■ **Requirement**:
Print the range of lines that opens with the line containing "Target: postage stamp" and closes with the last line of the listing. Include both ends; print nothing more.

■ **Extracted records**:
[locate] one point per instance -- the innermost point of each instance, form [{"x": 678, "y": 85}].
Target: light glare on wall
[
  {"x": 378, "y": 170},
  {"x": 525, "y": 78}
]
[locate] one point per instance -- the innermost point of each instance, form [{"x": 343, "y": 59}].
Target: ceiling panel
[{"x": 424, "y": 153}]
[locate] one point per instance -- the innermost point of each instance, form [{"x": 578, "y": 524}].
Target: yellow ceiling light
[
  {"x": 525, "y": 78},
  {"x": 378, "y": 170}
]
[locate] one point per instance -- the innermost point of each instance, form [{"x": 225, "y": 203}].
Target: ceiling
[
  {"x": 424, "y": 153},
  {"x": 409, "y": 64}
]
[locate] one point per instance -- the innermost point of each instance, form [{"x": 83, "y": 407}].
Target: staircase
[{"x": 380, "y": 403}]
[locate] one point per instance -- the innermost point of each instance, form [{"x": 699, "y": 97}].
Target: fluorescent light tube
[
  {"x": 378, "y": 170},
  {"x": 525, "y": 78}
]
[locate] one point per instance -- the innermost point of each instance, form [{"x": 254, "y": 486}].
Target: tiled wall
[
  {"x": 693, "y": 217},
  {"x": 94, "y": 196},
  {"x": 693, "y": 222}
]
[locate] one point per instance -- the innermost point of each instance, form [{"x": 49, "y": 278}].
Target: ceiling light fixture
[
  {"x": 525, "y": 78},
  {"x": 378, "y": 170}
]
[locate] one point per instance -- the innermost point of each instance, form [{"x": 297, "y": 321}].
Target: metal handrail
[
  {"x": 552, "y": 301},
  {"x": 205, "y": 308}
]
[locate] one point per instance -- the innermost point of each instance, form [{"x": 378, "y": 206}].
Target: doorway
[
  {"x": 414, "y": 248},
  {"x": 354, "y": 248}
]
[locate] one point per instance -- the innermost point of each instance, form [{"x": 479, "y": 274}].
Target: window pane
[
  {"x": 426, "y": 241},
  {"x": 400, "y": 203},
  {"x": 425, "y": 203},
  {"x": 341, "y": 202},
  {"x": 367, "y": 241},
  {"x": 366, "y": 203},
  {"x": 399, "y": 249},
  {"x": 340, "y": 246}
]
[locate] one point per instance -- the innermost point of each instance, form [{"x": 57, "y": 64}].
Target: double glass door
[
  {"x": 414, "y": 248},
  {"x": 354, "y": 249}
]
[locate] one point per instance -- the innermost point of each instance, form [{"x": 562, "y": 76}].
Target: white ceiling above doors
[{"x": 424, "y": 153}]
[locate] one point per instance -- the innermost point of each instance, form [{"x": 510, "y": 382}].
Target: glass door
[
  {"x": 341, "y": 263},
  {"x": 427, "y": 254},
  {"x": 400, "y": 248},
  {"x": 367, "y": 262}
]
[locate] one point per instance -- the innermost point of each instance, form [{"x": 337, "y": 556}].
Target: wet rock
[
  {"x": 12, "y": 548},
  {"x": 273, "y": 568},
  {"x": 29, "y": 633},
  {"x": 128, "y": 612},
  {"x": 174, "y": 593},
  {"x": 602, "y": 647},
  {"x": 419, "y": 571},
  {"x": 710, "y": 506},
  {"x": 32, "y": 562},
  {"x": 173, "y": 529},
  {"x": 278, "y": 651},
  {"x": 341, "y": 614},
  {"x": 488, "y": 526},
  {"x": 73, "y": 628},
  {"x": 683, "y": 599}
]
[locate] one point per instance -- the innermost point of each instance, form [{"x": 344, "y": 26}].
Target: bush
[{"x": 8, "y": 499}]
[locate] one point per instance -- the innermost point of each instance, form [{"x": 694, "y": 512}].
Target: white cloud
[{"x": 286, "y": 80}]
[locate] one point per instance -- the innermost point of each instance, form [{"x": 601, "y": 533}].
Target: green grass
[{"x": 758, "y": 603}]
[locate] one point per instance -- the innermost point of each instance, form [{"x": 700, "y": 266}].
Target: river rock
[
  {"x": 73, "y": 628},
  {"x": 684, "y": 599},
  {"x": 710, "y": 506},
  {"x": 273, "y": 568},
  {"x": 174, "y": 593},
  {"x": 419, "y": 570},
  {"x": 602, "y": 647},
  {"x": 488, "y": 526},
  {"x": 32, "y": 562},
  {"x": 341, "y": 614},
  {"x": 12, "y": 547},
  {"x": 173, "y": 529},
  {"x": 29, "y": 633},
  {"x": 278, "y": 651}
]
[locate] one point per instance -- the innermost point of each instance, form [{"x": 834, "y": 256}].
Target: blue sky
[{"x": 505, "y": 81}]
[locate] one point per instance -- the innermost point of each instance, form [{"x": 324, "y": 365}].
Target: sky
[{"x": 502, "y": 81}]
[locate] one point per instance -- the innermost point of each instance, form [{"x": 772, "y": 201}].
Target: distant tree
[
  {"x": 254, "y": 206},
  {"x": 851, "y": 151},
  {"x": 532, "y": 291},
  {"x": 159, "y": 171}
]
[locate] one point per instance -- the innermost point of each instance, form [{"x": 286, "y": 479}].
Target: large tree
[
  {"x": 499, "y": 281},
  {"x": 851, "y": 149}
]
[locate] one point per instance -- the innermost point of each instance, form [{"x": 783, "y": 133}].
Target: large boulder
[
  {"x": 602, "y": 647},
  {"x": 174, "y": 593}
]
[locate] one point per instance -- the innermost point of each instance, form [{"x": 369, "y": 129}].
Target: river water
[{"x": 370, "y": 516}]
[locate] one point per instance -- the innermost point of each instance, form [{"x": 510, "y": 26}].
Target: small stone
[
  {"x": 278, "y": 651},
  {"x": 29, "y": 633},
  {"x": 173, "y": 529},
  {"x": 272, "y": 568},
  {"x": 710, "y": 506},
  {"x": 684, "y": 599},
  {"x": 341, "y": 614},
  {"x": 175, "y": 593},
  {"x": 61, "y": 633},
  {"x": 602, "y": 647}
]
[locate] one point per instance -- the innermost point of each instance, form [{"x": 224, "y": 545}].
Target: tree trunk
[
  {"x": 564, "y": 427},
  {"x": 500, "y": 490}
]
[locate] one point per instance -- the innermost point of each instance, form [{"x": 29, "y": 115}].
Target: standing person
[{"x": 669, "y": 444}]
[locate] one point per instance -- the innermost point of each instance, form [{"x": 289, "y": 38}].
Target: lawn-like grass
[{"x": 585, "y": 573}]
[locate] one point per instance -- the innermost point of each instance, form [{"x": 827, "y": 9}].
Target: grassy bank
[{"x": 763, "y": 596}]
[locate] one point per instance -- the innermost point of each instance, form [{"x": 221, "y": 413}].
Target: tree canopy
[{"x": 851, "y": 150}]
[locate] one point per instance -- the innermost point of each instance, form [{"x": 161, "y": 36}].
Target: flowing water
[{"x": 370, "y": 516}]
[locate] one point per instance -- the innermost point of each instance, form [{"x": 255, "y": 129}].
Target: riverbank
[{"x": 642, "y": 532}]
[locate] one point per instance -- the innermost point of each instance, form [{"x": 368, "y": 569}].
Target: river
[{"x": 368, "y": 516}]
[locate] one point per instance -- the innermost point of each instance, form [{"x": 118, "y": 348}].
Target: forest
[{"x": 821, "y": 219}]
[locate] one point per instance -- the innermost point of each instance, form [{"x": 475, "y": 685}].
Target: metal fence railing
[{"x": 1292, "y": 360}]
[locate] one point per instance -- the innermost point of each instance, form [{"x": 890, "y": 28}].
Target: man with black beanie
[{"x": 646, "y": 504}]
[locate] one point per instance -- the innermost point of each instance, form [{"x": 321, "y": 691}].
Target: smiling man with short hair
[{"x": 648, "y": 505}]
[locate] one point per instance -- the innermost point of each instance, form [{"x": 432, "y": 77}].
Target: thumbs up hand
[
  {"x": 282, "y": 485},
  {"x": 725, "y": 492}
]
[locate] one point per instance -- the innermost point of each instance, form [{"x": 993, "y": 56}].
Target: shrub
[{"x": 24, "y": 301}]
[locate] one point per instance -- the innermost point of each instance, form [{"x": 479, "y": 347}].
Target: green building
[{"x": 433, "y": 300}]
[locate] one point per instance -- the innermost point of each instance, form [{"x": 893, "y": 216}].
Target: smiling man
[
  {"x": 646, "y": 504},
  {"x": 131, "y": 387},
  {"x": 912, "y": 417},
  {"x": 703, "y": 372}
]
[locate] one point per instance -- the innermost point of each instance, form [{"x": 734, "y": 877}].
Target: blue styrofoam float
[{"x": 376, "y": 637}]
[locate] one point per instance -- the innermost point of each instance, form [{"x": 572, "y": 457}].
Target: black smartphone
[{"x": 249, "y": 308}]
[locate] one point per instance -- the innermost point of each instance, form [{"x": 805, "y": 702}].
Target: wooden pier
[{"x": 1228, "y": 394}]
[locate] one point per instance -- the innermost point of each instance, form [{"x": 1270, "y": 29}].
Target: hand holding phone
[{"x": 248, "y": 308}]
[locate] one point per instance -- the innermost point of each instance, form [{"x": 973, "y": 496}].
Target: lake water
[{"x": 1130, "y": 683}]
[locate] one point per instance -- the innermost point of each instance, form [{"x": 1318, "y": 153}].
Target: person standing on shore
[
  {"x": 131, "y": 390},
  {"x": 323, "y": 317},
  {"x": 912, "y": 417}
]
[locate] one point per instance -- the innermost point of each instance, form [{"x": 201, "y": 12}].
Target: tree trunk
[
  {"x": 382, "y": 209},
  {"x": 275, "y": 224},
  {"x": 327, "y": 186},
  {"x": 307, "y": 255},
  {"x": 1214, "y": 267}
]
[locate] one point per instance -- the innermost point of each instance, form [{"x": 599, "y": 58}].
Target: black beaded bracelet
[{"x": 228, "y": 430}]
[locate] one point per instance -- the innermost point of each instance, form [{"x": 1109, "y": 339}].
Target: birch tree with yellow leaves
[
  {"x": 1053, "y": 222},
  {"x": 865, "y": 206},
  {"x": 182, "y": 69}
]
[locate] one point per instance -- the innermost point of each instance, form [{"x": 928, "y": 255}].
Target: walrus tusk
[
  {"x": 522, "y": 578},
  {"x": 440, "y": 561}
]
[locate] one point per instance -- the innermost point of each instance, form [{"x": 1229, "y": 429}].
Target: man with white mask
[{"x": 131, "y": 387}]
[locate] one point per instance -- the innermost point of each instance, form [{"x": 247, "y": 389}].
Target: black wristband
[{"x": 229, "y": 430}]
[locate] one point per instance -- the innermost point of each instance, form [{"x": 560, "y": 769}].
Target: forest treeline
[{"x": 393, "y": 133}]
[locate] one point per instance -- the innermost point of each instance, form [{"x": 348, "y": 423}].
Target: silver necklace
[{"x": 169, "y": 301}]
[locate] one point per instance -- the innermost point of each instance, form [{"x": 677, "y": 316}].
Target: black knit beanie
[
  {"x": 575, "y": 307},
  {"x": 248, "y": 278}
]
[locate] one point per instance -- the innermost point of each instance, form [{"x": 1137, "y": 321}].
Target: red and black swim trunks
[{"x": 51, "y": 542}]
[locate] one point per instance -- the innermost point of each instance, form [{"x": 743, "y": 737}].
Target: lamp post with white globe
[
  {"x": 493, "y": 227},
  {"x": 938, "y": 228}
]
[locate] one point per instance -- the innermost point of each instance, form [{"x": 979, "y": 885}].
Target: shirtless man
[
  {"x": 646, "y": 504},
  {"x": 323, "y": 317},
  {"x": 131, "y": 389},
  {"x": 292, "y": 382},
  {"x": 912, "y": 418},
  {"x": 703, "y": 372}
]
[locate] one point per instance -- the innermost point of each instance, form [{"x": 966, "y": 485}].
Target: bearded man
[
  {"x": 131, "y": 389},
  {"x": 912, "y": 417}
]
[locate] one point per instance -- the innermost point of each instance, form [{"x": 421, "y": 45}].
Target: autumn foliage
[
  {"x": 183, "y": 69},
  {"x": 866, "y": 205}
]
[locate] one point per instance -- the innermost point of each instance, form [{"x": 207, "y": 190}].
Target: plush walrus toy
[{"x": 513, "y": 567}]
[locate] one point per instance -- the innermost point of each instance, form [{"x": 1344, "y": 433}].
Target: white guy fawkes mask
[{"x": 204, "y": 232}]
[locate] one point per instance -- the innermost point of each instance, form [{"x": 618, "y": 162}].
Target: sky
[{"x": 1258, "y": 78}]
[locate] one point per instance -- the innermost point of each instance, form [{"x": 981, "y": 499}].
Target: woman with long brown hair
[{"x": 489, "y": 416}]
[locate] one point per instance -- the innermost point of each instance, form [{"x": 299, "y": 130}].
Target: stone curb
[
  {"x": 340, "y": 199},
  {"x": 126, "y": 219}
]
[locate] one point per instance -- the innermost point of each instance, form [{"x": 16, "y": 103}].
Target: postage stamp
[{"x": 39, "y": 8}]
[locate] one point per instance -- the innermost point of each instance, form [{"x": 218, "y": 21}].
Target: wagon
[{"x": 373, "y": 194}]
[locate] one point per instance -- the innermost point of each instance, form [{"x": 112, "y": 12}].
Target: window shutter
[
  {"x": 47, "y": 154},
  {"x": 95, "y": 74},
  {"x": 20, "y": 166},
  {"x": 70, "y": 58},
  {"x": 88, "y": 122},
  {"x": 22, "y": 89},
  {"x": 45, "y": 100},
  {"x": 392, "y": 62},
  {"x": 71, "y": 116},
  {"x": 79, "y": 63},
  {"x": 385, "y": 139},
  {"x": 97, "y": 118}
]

■ **Response to the exercise**:
Target: postage stamp
[{"x": 39, "y": 8}]
[locate] one point per instance -- the innermost point of each instance, form [{"x": 218, "y": 21}].
Target: wagon
[{"x": 373, "y": 194}]
[locate] one point per instance -- the innermost point of each instance, form [{"x": 112, "y": 12}].
Target: window shutter
[
  {"x": 47, "y": 154},
  {"x": 95, "y": 74},
  {"x": 20, "y": 166},
  {"x": 70, "y": 58},
  {"x": 88, "y": 122},
  {"x": 22, "y": 89},
  {"x": 45, "y": 100},
  {"x": 392, "y": 62},
  {"x": 71, "y": 116},
  {"x": 79, "y": 63},
  {"x": 385, "y": 139},
  {"x": 97, "y": 118}
]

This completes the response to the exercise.